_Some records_
┌──
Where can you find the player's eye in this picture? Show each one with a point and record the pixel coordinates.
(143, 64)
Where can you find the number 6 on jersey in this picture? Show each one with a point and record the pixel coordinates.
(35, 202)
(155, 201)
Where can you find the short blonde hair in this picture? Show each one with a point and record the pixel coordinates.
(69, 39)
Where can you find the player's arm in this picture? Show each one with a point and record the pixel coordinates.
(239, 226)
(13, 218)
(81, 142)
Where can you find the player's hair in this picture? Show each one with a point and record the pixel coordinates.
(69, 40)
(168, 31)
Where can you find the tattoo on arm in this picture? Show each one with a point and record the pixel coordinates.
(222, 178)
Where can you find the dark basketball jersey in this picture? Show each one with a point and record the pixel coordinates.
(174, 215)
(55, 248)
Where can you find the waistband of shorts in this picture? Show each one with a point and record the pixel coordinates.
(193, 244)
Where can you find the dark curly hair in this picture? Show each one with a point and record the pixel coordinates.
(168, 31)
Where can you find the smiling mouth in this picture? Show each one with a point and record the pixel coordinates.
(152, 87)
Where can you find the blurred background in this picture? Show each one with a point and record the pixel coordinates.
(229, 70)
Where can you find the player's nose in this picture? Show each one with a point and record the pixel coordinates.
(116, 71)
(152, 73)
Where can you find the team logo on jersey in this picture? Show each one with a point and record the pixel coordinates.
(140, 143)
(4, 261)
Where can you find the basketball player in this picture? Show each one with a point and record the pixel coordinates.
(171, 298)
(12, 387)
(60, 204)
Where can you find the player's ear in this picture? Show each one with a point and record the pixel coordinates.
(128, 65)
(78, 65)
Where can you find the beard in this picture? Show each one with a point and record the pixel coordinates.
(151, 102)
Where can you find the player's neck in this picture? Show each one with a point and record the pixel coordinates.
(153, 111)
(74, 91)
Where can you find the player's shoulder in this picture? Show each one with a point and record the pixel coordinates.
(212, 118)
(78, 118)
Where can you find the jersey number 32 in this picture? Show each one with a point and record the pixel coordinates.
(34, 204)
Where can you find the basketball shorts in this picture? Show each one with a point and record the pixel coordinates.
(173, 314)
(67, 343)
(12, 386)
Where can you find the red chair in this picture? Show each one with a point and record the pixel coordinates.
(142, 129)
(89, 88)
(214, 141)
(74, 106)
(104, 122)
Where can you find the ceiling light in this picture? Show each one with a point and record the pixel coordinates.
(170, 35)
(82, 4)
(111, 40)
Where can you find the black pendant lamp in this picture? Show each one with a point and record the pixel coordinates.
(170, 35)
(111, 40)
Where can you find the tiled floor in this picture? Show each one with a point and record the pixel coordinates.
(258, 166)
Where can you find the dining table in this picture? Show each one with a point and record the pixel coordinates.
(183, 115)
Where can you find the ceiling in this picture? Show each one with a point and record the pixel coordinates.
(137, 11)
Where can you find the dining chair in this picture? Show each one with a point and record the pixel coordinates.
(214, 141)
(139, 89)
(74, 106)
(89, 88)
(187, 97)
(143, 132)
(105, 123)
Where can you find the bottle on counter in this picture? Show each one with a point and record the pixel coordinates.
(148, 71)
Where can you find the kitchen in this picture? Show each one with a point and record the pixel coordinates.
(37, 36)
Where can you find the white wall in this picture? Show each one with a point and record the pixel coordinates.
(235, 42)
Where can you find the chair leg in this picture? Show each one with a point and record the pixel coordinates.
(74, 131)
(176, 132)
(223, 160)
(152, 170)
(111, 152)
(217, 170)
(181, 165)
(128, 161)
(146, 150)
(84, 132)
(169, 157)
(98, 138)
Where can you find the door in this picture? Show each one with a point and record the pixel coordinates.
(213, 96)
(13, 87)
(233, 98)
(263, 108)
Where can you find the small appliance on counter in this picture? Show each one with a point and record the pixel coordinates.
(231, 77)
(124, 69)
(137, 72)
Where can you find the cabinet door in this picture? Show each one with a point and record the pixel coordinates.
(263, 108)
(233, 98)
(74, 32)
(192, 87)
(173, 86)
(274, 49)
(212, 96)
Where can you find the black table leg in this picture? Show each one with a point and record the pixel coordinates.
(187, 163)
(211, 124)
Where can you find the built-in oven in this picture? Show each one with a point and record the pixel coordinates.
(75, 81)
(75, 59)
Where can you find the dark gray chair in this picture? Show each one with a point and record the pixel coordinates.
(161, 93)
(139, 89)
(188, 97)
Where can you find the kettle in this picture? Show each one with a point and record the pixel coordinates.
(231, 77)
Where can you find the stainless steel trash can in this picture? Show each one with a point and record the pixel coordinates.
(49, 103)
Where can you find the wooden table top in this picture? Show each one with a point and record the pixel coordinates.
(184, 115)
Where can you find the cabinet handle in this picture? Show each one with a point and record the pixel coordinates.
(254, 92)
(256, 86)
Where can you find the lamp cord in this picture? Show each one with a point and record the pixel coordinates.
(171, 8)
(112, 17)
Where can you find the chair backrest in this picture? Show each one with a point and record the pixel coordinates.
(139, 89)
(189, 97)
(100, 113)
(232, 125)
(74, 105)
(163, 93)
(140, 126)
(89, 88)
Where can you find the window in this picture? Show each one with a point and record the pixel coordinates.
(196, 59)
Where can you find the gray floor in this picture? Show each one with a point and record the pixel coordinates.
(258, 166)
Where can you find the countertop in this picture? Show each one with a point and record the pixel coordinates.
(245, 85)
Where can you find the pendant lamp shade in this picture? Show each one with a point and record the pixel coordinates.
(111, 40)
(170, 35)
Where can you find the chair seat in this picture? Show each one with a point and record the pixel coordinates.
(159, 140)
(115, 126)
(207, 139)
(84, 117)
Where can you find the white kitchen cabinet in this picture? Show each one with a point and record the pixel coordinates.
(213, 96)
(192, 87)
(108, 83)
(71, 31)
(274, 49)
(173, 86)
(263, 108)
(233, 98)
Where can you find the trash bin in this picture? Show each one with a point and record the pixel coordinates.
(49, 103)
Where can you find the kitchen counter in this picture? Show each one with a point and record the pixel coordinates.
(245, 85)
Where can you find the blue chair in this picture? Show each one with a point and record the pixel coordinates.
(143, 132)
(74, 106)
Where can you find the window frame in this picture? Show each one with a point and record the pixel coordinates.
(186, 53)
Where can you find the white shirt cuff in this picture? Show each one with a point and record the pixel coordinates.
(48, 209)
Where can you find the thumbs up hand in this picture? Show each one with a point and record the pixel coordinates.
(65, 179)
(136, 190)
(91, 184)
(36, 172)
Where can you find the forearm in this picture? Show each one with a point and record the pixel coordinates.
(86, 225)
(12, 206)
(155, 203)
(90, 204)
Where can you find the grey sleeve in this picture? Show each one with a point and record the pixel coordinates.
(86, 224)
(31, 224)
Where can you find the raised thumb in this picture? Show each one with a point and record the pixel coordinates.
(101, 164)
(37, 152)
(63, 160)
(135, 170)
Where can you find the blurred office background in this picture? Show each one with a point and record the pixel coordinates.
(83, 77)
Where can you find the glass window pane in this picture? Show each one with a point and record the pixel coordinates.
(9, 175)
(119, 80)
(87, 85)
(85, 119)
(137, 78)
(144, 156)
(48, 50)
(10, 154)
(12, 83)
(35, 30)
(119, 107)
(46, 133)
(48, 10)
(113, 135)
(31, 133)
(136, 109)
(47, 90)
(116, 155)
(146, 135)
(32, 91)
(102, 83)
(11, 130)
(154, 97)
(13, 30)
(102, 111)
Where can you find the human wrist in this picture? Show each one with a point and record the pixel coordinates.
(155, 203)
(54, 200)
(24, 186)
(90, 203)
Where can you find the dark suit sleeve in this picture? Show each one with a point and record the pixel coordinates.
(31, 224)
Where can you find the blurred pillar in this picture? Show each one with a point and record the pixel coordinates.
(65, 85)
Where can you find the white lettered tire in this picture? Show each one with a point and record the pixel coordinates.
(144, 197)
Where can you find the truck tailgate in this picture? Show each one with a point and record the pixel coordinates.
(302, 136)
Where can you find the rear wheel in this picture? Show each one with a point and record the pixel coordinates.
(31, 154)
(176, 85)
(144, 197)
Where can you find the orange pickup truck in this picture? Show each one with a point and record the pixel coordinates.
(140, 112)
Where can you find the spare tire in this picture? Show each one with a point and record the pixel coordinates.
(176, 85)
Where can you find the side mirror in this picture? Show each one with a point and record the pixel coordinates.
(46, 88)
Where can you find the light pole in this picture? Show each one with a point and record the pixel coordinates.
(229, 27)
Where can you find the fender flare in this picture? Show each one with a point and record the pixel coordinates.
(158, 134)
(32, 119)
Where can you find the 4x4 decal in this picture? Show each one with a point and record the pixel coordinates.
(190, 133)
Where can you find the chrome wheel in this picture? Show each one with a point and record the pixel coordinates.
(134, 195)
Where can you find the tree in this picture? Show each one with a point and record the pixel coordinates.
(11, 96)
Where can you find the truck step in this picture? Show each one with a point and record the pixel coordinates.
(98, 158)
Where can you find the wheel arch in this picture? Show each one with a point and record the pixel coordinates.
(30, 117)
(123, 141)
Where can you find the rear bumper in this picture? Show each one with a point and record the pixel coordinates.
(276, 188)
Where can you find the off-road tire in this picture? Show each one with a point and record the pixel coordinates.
└──
_WHAT IS ASKED_
Every line from the one containing "Where can you find the 4x4" through the end of the data must be repeated exactly, and no other line.

_EXERCISE SOLUTION_
Where can you find the 4x4 decal in this picture? Show each one with a point and record the pixel coordinates.
(190, 133)
Where can you find the chrome wheel in this picture? Show each one with a point and record the pixel coordinates.
(134, 195)
Where can you find the tree in this picture? Show each one with a point and record the pixel coordinates.
(11, 96)
Where can you find the truck step in this picture? Show each one with a point and record the pixel coordinates.
(98, 158)
Where can you find the wheel arch in this picture? Show each one with a point and record the pixel coordinates.
(30, 117)
(123, 141)
Where can you find the rear bumper in this picture? Show each one with a point and record the pixel coordinates.
(276, 188)
Where can you find the off-road tire in this picture? Show each one with a point and record the pixel coordinates.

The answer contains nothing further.